(Extracted data entries)

* begin *

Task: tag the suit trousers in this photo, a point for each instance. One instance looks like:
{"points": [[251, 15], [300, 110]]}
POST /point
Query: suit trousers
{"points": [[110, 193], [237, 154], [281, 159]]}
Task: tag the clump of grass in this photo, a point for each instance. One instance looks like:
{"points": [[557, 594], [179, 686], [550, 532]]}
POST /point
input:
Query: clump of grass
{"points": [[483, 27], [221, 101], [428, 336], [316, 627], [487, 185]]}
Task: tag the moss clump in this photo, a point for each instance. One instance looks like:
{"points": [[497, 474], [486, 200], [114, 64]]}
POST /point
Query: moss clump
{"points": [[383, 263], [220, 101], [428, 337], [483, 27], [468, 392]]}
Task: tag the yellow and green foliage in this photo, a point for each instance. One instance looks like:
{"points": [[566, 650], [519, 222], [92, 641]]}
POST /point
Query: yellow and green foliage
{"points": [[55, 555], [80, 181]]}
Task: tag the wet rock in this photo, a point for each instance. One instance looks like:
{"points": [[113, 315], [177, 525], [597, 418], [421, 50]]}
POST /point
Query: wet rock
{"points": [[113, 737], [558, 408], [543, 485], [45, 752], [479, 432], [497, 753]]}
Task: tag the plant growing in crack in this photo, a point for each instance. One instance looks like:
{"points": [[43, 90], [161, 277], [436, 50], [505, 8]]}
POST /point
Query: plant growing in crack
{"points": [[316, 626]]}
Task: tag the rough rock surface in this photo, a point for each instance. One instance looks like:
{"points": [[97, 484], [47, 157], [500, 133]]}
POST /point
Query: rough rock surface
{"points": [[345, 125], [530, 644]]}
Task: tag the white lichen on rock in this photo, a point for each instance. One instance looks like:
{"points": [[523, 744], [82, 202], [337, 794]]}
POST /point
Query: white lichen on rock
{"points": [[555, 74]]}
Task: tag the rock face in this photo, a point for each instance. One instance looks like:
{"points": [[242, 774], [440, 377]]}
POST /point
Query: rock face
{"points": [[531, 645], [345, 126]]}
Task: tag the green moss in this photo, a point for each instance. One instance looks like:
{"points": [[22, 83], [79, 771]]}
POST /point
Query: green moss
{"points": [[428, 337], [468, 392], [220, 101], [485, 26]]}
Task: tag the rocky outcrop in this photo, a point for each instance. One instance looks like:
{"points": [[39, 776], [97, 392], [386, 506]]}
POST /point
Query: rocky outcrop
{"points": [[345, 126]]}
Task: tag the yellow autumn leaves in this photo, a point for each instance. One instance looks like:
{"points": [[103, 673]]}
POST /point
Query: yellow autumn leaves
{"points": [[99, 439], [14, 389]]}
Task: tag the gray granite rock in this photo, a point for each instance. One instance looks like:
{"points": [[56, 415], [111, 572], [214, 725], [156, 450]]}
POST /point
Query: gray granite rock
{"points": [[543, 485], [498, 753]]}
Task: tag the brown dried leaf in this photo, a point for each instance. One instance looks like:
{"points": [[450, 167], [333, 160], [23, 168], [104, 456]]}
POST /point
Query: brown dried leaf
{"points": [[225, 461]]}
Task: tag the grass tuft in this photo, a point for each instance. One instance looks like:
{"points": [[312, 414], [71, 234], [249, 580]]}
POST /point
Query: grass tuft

* end *

### TASK TO CARRY OUT
Copy the material above word for word, keeping every line and character unchanged.

### ANSWER BELOW
Task: tag the suit trousers in this photo, a point for each instance. One instance looks like:
{"points": [[251, 15], [300, 110]]}
POST /point
Query: suit trousers
{"points": [[110, 193], [237, 154], [281, 159]]}
Task: tag the clump of grass in this photo, a point for each instance. One instance looks like:
{"points": [[557, 594], [179, 686], [550, 532]]}
POST /point
input:
Query: clump of grass
{"points": [[483, 27], [221, 101], [428, 336], [316, 627], [487, 185]]}
Task: tag the moss clump in this photo, a point for each instance. One instance looks like:
{"points": [[497, 474], [486, 200], [114, 64]]}
POST /point
Query: moss clump
{"points": [[383, 263], [220, 101], [428, 337], [483, 27], [468, 392]]}
Task: tag the yellow and green foliage in this photo, a point for each instance. One instance looks like:
{"points": [[566, 650], [519, 222], [92, 641]]}
POST /point
Query: yellow and green foliage
{"points": [[55, 555], [80, 181]]}
Task: tag the wet rock in this photo, a point for each instance. One instance looks like:
{"points": [[113, 315], [177, 525], [597, 418], [421, 50]]}
POST /point
Query: wet rock
{"points": [[113, 737], [558, 408], [543, 485], [45, 752], [479, 432], [497, 753]]}
Task: tag the plant growing in crack in this photo, a point for each instance. One instance looks like:
{"points": [[43, 90], [161, 277], [436, 50], [505, 8]]}
POST /point
Query: plant growing in crack
{"points": [[316, 626]]}
Task: tag the rough rock surface in this photo, a point for each instance. One instance looks like:
{"points": [[97, 484], [47, 157], [500, 133]]}
POST /point
Query: rough rock surface
{"points": [[345, 125], [530, 644]]}
Task: tag the white lichen on rock in this photo, a point for each instance. One instance looks like:
{"points": [[523, 744], [82, 202], [337, 794]]}
POST /point
Query: white lichen on rock
{"points": [[555, 74]]}
Task: tag the rock face in this photo, a point for each instance. One instance looks like:
{"points": [[242, 774], [440, 377]]}
POST /point
Query: rock face
{"points": [[531, 645], [345, 126]]}
Task: tag the green moss in this photo, a point for each instance. One instance looks like:
{"points": [[22, 83], [79, 771]]}
POST /point
Query: green moss
{"points": [[428, 337], [468, 392], [220, 101], [485, 26]]}
Task: tag the rocky outcrop in this photo, a point for each instance. One instance looks like:
{"points": [[39, 776], [97, 392], [386, 506]]}
POST /point
Query: rocky outcrop
{"points": [[345, 126]]}
Task: tag the yellow autumn leaves in this photo, a point for each instance. One instance looks like:
{"points": [[103, 673]]}
POST /point
Query: yellow autumn leaves
{"points": [[99, 439], [14, 389]]}
Task: tag the gray granite rock in this photo, a point for each instance. One instance looks like:
{"points": [[56, 415], [111, 572], [214, 725], [156, 450]]}
POST /point
Query: gray granite rock
{"points": [[543, 485], [498, 753]]}
Task: tag the brown dried leaf in this photo, a point for each instance. One instance looks like:
{"points": [[450, 167], [333, 160], [23, 168], [104, 456]]}
POST /point
Query: brown dried leaf
{"points": [[225, 461]]}
Task: tag the grass tuft in this photo, a point for each instance. One instance looks like:
{"points": [[312, 414], [71, 234], [249, 580]]}
POST /point
Query: grass tuft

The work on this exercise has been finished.